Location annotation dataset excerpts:

BEGIN

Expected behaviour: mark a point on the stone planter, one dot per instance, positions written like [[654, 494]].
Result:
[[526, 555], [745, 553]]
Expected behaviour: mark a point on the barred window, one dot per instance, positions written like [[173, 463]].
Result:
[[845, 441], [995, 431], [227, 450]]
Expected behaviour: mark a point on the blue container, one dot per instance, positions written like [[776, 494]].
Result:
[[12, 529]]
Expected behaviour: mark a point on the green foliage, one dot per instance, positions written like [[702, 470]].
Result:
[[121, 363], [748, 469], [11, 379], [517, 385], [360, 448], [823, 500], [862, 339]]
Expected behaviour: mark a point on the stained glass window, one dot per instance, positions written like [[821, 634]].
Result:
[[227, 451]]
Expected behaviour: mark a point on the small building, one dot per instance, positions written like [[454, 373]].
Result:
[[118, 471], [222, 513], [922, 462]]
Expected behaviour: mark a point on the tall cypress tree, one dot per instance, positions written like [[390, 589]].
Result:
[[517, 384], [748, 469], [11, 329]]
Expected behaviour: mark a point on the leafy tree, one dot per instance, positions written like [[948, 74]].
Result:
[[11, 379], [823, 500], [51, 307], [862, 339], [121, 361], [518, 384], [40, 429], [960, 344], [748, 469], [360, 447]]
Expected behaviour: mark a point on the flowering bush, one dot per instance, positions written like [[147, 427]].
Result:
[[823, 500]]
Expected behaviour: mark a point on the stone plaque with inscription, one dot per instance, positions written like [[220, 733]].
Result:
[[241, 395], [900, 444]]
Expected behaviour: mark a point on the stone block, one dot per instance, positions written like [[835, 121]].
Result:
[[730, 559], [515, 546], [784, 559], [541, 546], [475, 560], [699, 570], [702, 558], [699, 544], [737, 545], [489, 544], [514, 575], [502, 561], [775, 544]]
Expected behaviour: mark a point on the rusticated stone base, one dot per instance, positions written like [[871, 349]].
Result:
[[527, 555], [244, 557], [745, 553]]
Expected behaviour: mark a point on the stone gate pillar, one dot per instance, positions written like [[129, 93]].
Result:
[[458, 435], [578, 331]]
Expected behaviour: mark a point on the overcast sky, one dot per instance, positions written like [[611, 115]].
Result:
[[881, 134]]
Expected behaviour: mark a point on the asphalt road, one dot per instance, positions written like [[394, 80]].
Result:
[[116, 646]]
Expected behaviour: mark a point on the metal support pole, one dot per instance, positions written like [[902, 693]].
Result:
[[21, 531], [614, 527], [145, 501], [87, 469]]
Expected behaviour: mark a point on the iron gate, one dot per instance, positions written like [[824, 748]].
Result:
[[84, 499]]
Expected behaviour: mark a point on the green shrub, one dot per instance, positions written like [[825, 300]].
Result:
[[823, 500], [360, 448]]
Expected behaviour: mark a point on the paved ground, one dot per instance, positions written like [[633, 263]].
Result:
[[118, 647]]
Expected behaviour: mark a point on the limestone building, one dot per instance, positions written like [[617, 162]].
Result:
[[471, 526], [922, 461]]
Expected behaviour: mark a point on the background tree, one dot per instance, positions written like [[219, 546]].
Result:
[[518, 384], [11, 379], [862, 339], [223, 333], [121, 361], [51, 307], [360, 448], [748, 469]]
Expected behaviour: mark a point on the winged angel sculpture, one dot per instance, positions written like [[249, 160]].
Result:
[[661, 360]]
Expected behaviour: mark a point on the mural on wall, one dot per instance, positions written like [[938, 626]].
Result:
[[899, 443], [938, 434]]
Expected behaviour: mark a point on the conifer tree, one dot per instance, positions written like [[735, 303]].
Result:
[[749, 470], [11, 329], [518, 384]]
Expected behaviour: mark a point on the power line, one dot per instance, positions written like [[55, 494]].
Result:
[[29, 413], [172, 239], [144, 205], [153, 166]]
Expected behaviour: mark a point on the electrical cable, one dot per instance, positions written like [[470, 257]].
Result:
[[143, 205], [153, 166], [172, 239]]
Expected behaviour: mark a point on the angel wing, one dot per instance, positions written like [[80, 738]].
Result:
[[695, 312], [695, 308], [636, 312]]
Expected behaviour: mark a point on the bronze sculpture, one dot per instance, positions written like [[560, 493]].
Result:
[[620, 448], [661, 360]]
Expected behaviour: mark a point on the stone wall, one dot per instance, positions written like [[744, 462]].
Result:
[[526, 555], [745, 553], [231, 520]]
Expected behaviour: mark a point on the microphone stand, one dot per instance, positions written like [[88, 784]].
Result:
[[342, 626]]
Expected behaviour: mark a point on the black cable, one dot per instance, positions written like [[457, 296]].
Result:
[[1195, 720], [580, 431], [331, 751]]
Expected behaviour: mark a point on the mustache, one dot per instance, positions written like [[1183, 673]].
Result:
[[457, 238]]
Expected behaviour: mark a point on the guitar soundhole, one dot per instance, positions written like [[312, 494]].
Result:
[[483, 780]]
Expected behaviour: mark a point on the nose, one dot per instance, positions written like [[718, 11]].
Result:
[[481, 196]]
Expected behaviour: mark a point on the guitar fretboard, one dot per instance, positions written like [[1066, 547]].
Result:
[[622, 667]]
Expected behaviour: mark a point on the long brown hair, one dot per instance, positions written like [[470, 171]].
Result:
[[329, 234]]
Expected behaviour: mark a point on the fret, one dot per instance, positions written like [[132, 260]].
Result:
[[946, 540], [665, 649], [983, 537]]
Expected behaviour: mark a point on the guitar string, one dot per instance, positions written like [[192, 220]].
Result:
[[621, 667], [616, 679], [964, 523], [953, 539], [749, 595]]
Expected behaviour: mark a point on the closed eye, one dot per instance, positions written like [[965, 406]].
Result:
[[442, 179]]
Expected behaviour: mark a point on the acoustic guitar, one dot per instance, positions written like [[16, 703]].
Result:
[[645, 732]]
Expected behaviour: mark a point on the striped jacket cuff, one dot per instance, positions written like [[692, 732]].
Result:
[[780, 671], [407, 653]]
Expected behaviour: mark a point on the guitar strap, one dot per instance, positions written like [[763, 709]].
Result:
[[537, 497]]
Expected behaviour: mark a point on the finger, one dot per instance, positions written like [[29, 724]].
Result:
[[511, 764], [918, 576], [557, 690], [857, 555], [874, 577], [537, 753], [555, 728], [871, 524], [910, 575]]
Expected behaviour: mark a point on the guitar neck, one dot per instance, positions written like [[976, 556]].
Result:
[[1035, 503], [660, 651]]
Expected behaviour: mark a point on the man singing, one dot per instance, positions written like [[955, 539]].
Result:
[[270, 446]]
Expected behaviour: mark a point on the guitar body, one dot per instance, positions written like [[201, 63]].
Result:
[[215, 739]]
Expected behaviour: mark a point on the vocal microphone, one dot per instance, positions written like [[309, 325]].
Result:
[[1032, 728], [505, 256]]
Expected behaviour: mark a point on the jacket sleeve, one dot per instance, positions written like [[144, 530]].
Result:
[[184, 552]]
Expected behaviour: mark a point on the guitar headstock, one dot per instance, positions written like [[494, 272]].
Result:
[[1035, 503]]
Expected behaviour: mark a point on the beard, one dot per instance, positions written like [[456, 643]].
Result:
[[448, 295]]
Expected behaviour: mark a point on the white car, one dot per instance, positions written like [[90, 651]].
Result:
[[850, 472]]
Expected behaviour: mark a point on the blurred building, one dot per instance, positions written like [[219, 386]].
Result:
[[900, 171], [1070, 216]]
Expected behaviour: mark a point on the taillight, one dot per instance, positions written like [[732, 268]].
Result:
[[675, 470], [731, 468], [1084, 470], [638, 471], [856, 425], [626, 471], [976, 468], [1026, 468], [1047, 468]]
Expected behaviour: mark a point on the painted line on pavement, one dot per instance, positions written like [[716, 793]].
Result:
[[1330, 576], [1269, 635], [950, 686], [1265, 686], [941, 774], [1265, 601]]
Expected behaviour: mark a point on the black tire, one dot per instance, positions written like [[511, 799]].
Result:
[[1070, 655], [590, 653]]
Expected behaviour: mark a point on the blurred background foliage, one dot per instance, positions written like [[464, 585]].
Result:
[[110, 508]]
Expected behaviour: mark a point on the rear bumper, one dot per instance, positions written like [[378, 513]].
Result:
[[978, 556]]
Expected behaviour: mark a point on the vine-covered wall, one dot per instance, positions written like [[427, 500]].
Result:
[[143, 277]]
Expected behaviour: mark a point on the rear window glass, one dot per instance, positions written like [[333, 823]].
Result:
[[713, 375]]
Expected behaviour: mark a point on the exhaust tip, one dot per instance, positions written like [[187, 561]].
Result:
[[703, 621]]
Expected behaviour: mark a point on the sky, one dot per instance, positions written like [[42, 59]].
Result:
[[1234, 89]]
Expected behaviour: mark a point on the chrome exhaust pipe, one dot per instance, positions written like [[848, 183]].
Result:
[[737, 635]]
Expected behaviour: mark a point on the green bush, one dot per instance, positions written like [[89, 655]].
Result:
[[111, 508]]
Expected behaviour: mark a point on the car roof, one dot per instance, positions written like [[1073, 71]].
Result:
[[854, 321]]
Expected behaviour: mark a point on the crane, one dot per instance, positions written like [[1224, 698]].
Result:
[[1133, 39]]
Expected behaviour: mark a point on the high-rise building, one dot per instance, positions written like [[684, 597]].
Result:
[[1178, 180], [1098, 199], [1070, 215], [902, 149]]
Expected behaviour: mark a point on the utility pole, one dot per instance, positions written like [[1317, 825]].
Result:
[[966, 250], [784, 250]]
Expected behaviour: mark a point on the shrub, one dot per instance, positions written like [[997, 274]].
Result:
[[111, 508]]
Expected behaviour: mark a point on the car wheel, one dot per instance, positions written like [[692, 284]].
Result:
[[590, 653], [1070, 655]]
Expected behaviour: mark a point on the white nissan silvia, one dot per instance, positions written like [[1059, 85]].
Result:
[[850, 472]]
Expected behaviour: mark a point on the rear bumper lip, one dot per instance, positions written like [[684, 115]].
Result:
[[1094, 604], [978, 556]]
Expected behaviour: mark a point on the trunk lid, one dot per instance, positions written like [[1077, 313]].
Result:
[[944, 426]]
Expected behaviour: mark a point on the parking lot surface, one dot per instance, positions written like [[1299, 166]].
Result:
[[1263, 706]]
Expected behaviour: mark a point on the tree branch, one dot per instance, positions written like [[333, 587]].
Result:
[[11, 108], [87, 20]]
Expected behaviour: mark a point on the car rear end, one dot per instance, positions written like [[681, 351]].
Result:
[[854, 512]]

END

◆ Aim of the exercise: Begin at the line that has "Expected behaviour: mark a point on the blurred building, one" and stop after the line that has "[[110, 508]]". Write those lines again with "taillight" swapped for "brake light" and everything else kept the same.

◆ Task output:
Expected behaviour: mark a point on the blurred building, one dot per instance, positions written like [[219, 386]].
Result:
[[900, 171], [1070, 216]]
Expected behaviour: mark a point on the brake light, one dot per instance, positions written like [[732, 268]].
Result:
[[675, 470], [731, 468], [1084, 470], [638, 471], [856, 425], [626, 471], [976, 468], [1026, 468], [1047, 468]]
Expected behaviour: mark a point on the painted line on pavement, one dot per instance, positions written like [[716, 793]].
Result:
[[1330, 576], [1269, 635], [950, 686], [1265, 686], [941, 774], [1265, 601]]
Expected behaviour: mark a point on the black tire, one dot per instance, positions written like [[511, 799]].
Result:
[[1070, 655], [590, 653]]
Expected behaviour: mark a point on the blurred background foliage, one dot per instance, positions written like [[464, 585]].
Result:
[[110, 508]]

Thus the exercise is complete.